Ejercicio escrito 1
Responde a estas preguntas con lo que dice el fragmento sobre pedagogía comunitaria:
(a) ¿De qué tipo es principalmente el debate pedagógico, si no es disciplinario?
(b) ¿Qué pedagogía hay que desarrollar en la educación comunitaria?
(c) ¿Qué ideas ilustradas han inspirado gran parte del pensamiento estratégico sobre el papel de la educación?
Ejercicio escrito 2
Copia literalmente del fragmento sobre pedagogía comunitaria el pasaje que empieza en las palabras "Plantear la pedagogía" y termina después de "en los universales.".

Fragmento
══════════

Para nosotros el debate pedagógico no es principalmente una cuestión disciplinaria sino ética, que plantea bases abiertas para establecer proyectos educativos comprensivos e integradores de las diversas dimensiones del ser humano. Por ello, la condición crucial del debate pedagógico es construir la comunicabilidad, la participación, el diálogo, la educación como una “esfera pública”.

Es preciso desarrollar en la educación comunitaria una pedagogía conversacional, construida y recontextualizada permanentemente, a través de la presentación de dilemas y encrucijadas, polémicas e inspiradora de la acción interpretativa de los sujetos. Podemos decir que este proyecto de reflexión significa buscar una “conectividad” entre los enfoques pedagógicos hermenéuticos y los enfoques críticos que permita sacar a la pedagogía de “la cárcel de la enseñanza y devolverla al aprendizaje y a los contextos de acción, es decir reconstituirla como teoría de las relaciones sociales del saber y del conocimiento y eje de la cultura, en un contexto global”.

Plantear la pedagogía comunitaria como una reflexión teórica, constituida como esfera pública, donde participan los actores de los procesos educativos, significa reconocer al educador(a) como sujeto de acciones transformadoras, como un profesional reflexivo, generador de un saber instrumental y argumental a la vez, es decir poseedor tanto de un sentido práctico como de un sentido de totalidad, asentado en los conocimientos locales y también en los universales.

Una educación orientada a estos fines supone ciertamente la revisión de la modernidad educativa de raíz ilustrada. Gran parte de nuestro pensamiento estratégico sobre el papel de la educación en el desarrollo de las sociedades democráticas ha sido inspirado y promovido por las ideas ilustradas de emancipación, autonomía, razón y derechos humanos. Inclusive nuestro proyecto de reflexión post-freiriano se genera a partir de la certidumbre de que es posible seguir expandiendo las libertades y desarrollando el valor de lo humano a través de procesos de emancipación. Y esta dirección es convergente con otra certidumbre: la que señala que la emancipación humana está relacionada con el desarrollo de la autonomía racional y con el goce de los derechos humanos como fundamento de la vida democrática. Sin embargo, el reconocimiento de estas creencias no implica necesariamente adherir a una idea de sociedad democrática sólo justificada y gobernada por las capacidades del pensamiento racional. Nuestro planteamiento de educación comunitaria se sustenta en una reconceptualización de la relación entre educación, autonomía y política, que cuestiona los contenidos restrictivos de una versión fundamentalista del racionalismo ilustrado.

══════════

Datos proporcionados
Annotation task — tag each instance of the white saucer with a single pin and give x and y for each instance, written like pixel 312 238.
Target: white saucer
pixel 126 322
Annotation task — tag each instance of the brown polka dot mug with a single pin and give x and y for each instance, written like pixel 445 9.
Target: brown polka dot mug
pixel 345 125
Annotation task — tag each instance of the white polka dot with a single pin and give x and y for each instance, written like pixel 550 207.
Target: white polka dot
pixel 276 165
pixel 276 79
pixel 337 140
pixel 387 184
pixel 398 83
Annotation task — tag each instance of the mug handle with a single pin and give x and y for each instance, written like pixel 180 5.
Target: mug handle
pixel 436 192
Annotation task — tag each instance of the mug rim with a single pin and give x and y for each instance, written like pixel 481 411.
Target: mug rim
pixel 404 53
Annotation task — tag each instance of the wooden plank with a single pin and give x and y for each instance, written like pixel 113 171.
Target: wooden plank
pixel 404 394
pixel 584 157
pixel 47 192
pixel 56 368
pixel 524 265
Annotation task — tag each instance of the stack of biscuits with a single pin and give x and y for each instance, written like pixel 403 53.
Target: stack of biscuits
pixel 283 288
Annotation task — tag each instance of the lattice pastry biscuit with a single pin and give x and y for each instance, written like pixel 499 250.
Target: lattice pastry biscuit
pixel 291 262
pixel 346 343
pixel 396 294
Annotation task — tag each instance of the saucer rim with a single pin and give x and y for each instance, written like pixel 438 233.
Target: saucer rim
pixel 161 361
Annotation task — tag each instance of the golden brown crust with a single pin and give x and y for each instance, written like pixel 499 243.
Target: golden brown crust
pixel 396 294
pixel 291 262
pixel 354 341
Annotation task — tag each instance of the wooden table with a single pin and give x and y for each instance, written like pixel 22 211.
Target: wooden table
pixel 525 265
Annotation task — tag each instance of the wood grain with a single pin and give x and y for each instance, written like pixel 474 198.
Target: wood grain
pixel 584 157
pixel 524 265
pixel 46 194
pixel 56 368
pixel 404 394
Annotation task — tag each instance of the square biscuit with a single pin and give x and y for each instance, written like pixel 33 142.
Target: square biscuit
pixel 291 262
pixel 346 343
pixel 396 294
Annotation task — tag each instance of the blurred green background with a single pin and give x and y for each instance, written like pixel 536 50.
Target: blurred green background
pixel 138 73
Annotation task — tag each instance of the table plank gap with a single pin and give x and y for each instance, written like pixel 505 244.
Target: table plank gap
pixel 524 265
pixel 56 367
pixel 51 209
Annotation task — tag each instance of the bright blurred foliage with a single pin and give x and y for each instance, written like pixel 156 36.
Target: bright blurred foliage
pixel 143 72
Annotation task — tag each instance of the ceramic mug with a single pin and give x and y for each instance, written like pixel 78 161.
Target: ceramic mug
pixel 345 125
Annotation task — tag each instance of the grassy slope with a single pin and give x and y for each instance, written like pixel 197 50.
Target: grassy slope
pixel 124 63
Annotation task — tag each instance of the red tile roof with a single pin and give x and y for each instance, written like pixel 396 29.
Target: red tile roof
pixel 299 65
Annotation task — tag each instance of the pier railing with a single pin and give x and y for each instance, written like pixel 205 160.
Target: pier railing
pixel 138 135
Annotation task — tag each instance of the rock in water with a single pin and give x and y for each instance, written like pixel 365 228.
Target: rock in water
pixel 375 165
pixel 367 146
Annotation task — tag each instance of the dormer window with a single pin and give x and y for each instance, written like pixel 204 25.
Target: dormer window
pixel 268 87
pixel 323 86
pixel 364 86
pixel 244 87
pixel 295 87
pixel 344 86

══════════

Solución completa 1
(a) Es una cuestión ética.
(b) Una pedagogía conversacional.
(c) La emancipación, la autonomía, la razón y los derechos humanos.

Solución completa 2
Plantear la pedagogía comunitaria como una reflexión teórica, constituida como esfera pública, donde participan los actores de los procesos educativos, significa reconocer al educador(a) como sujeto de acciones transformadoras, como un profesional reflexivo, generador de un saber instrumental y argumental a la vez, es decir poseedor tanto de un sentido práctico como de un sentido de totalidad, asentado en los conocimientos locales y también en los universales.